**EXERCISE INSTRUCTIONS**
Copy out every one of the entries below word for word, leaving the pictures out.

**MATERIAL FOR THE TASK**

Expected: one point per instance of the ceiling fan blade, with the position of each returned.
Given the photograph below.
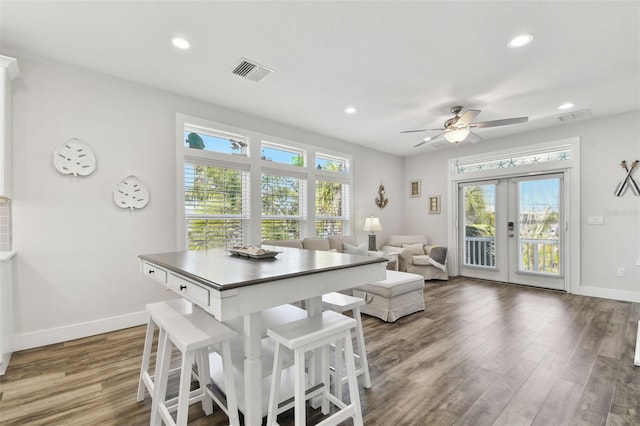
(429, 141)
(421, 130)
(496, 123)
(473, 138)
(467, 118)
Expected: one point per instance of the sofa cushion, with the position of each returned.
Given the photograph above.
(416, 249)
(359, 250)
(421, 260)
(398, 240)
(316, 244)
(337, 242)
(396, 283)
(283, 243)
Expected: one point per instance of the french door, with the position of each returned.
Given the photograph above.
(511, 230)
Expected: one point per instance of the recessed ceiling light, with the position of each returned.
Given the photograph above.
(567, 105)
(180, 43)
(521, 40)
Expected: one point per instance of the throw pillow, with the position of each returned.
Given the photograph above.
(415, 249)
(361, 250)
(438, 257)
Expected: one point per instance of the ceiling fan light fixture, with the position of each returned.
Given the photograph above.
(520, 40)
(181, 43)
(567, 105)
(458, 135)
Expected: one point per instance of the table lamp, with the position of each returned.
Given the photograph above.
(372, 224)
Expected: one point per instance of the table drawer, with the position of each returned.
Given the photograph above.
(190, 290)
(153, 271)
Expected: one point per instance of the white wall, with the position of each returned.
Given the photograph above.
(76, 269)
(604, 143)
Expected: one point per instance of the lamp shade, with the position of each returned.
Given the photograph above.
(457, 135)
(372, 224)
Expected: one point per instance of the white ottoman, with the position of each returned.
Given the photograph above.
(399, 295)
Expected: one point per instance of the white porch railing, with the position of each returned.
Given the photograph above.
(480, 251)
(540, 255)
(536, 255)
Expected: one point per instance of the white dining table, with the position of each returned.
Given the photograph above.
(229, 286)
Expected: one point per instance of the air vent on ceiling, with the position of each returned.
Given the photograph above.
(575, 115)
(251, 70)
(440, 145)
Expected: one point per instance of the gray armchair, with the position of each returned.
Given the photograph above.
(417, 257)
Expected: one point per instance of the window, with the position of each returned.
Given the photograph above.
(229, 196)
(283, 202)
(282, 154)
(216, 206)
(331, 163)
(214, 140)
(331, 208)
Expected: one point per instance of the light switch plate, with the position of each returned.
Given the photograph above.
(595, 220)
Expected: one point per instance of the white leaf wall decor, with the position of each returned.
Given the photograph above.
(74, 157)
(131, 193)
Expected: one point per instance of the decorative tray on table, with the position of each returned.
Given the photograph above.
(253, 252)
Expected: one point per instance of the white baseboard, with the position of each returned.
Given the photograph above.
(608, 293)
(76, 331)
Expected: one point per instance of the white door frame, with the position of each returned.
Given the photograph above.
(571, 169)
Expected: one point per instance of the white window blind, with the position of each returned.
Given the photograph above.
(216, 206)
(283, 206)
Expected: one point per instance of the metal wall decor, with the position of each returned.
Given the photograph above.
(628, 180)
(131, 193)
(74, 157)
(381, 201)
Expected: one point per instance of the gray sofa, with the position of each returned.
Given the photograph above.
(415, 256)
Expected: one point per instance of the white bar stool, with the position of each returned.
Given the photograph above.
(341, 303)
(315, 332)
(194, 335)
(157, 312)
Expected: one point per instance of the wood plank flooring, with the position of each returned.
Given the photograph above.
(482, 353)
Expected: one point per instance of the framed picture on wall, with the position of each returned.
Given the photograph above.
(415, 188)
(434, 204)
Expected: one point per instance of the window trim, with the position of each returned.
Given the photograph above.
(256, 167)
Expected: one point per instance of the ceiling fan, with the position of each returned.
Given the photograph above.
(457, 128)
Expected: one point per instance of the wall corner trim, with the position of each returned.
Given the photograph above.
(609, 293)
(77, 331)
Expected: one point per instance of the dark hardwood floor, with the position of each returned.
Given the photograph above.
(481, 354)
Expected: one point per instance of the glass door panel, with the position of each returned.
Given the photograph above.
(536, 207)
(479, 234)
(511, 230)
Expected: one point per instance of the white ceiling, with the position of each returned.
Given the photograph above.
(402, 64)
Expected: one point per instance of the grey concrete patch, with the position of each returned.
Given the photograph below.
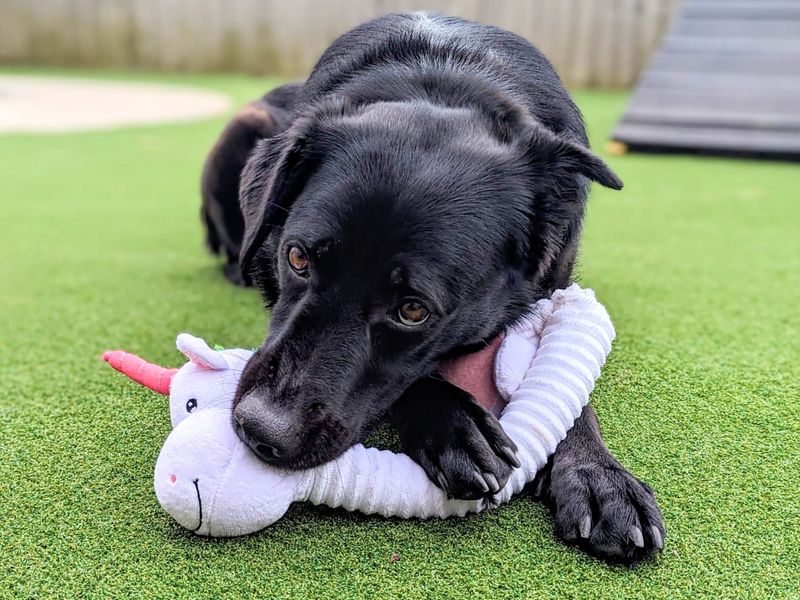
(52, 104)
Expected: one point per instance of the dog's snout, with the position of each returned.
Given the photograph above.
(271, 432)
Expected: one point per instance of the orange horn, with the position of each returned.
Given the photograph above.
(149, 375)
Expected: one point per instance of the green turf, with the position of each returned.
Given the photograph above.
(698, 261)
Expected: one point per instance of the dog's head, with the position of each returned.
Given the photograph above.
(387, 237)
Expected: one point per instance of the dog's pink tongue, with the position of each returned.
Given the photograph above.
(474, 373)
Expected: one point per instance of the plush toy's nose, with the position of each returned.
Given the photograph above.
(271, 432)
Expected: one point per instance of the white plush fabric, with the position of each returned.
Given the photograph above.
(211, 483)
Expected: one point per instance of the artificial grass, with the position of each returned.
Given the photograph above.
(697, 260)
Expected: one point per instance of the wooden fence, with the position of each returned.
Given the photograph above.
(597, 43)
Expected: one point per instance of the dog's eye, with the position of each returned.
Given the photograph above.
(412, 313)
(298, 260)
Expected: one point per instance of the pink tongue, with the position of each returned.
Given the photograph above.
(474, 373)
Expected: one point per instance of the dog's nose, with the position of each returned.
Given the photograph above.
(267, 429)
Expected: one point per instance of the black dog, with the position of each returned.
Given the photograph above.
(405, 205)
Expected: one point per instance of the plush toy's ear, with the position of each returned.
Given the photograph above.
(199, 353)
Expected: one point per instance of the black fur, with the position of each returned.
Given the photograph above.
(440, 160)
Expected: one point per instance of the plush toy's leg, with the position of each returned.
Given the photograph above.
(595, 501)
(460, 445)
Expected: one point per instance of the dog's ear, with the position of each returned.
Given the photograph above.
(273, 177)
(548, 152)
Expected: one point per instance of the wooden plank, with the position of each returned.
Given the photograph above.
(754, 118)
(720, 81)
(785, 65)
(708, 138)
(738, 28)
(675, 43)
(762, 100)
(762, 9)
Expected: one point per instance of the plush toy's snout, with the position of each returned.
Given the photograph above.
(230, 491)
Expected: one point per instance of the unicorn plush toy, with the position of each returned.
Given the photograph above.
(211, 483)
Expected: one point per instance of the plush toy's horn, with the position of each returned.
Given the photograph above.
(152, 376)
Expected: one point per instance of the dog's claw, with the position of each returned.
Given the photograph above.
(481, 480)
(585, 526)
(635, 535)
(494, 486)
(658, 539)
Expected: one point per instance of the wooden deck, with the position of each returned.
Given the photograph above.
(726, 80)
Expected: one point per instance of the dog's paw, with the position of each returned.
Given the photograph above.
(460, 445)
(607, 511)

**CORRECT RESULT**
Expected: one point per instance of the ceiling fan blade, with the position of each returned.
Given the photograph below.
(429, 141)
(421, 130)
(496, 123)
(473, 138)
(467, 118)
Expected: one point per instance of the sofa cushion, with the position of each returned.
Given the photograph above.
(416, 249)
(359, 250)
(421, 260)
(398, 240)
(316, 244)
(337, 242)
(396, 283)
(283, 243)
Expected: one point per instance of the french door, with the position of each returned.
Given the photograph above.
(511, 230)
Expected: one point per instance of the recessed ceiling light, with the position of each returned.
Given the photograph above.
(567, 105)
(180, 43)
(521, 40)
Expected: one point per instance of the throw pillow, with the position of each returned.
Given the photograph above.
(415, 249)
(361, 250)
(438, 257)
Expected: one point per instance of the ceiling fan light fixture, with the position of each returned.
Given the photograph above.
(520, 40)
(181, 43)
(567, 105)
(458, 135)
Expected: one point per instance of the table lamp, with the position of each returned.
Given the photograph above.
(372, 224)
Expected: one point per instance of the table drawer, with the position of each returned.
Given the photograph above.
(190, 290)
(153, 271)
Expected: one point per instance of the white wall, with the position of each returned.
Given the photograph above.
(76, 269)
(604, 143)
Expected: one point per instance of the lamp shade, with the position of each returned.
Given the photograph above.
(457, 135)
(372, 224)
Expected: one point per instance of the white ottoman, with the position of each returned.
Given the photograph above.
(399, 295)
Expected: one point per instance of the white porch railing, with the position of each returned.
Given the photograph above.
(480, 251)
(540, 255)
(536, 255)
Expected: one point per instance of the white dining table, with the position of each returned.
Given the photograph above.
(229, 286)
Expected: one point per instance of the air vent on ceiling, with the position of each returned.
Given the photograph above.
(575, 115)
(251, 70)
(440, 145)
Expected: one point per instance of the gray armchair, with the position of each returned.
Given the photograph above.
(417, 257)
Expected: one point per instance of the window, with the position of each returned.
Given the photograph above.
(229, 196)
(283, 202)
(282, 154)
(216, 206)
(331, 163)
(214, 140)
(331, 208)
Expected: one point per instance of the light switch plate, with the position of each returned.
Given the photograph above.
(595, 220)
Expected: one point per instance of the white leaf wall decor, with the position of each returned.
Given the photograph above.
(74, 157)
(131, 193)
Expected: one point per instance of the decorative tray on table, with the position of each returned.
Given the photograph above.
(253, 252)
Expected: one point per instance of the white baseboard, with the position of each returned.
Given the photograph above.
(608, 293)
(76, 331)
Expected: one point per instance of the white door frame, with the position of each returned.
Given the photograph above.
(571, 169)
Expected: one point per instance of the white window blind, with the position of each returned.
Given the photograph above.
(216, 206)
(283, 206)
Expected: one point per instance of the metal wall decor, with the position of each returned.
Given the photograph above.
(628, 180)
(131, 193)
(74, 157)
(381, 201)
Expected: one point per instance of the gray sofa, with the position of each returned.
Given the photograph above.
(415, 256)
Expected: one point per instance of the white bar stool, with the position of each returned.
Given the photograph above.
(341, 303)
(315, 332)
(194, 335)
(157, 312)
Expected: one point per instance of the wood plank flooring, with the position of each returned.
Given the photograph above.
(482, 353)
Expected: one point per instance of the framed picture on wall, with the position of each returned.
Given the photograph above.
(415, 188)
(434, 204)
Expected: one point per instance of the window trim, with the position of each returned.
Given the photograph above.
(256, 167)
Expected: one point per instance of the ceiling fan, with the position of each returned.
Given the photograph above.
(457, 128)
Expected: one point per instance of the wall corner trim, with the position of each returned.
Given the photograph above.
(609, 293)
(77, 331)
Expected: one point per instance of the dark hardwood floor, with the position of each returned.
Given the photograph above.
(481, 354)
Expected: one point per instance of the glass door panel, with the position of each returned.
Given the photograph above.
(536, 207)
(479, 234)
(511, 230)
Expected: one point per instance of the white ceiling, with the position of each returned.
Given the photograph above.
(402, 64)
Expected: one point per instance of the grey concrete patch, with the position of each returned.
Given the photograph below.
(52, 104)
Expected: one point per instance of the dog's snout, with the position of each returned.
Given the photograph above.
(271, 432)
Expected: one point per instance of the orange horn, with the position of each returned.
Given the photograph above.
(149, 375)
Expected: one point per instance of the green turf, with the position of each returned.
Given the photograph above.
(698, 261)
Expected: one point per instance of the dog's head, with the position of each returned.
Given the photograph above.
(387, 237)
Expected: one point per instance of the dog's pink tongue, with the position of each returned.
Given the photograph above.
(474, 373)
Expected: one point per instance of the plush toy's nose, with the position of each returned.
Given the photograph above.
(271, 432)
Expected: one point per instance of the white plush fabric, with the position of each returned.
Given the photograph above.
(211, 483)
Expected: one point per instance of the artificial grass, with the position of each returned.
Given the photograph above.
(697, 260)
Expected: one point per instance of the wooden fence, with the position of each returned.
Given the photograph above.
(597, 43)
Expected: one point per instance of the dog's eye, with the position of each returned.
Given the photograph above.
(412, 313)
(298, 260)
Expected: one point per instance of the pink tongue, with the position of each returned.
Given the photograph above.
(474, 373)
Expected: one point per instance of the dog's nose, with the position of each returned.
Given the photograph above.
(267, 429)
Expected: one point per instance of the black dog, with the position of each returned.
Given the photograph above.
(405, 205)
Expected: one point per instance of the plush toy's ear, with the position of each returned.
Given the photograph above.
(199, 353)
Expected: one point per instance of the black fur, with the position of each returned.
Given the photograph above.
(440, 160)
Expected: one point per instance of the plush toy's leg, with the position of each returned.
Given the photograph above.
(595, 501)
(460, 445)
Expected: one point per instance of the dog's ear, with the position of each returned.
Given the photograph above.
(273, 177)
(548, 152)
Expected: one point per instance of the wooden plank, with the position of each returned.
Given the photograph above.
(754, 118)
(720, 81)
(785, 65)
(708, 138)
(738, 28)
(675, 43)
(762, 100)
(762, 9)
Expected: one point per instance of the plush toy's snout, with the position of each returned.
Given the photograph above.
(230, 491)
Expected: one point per instance of the unicorn plush toy, with the position of each returned.
Given the photograph above.
(211, 483)
Expected: one point per instance of the plush toy's horn, with the position of each returned.
Given the photograph above.
(152, 376)
Expected: one point per instance of the dog's claw, with the position of each returned.
Given the photograph above.
(481, 480)
(585, 526)
(635, 535)
(494, 486)
(658, 539)
Expected: one point per instance of the wooden deck, with the position of each returned.
Given the photograph above.
(726, 80)
Expected: one point per instance of the dog's paw, with the position of each returned.
Given the photograph above.
(460, 445)
(607, 511)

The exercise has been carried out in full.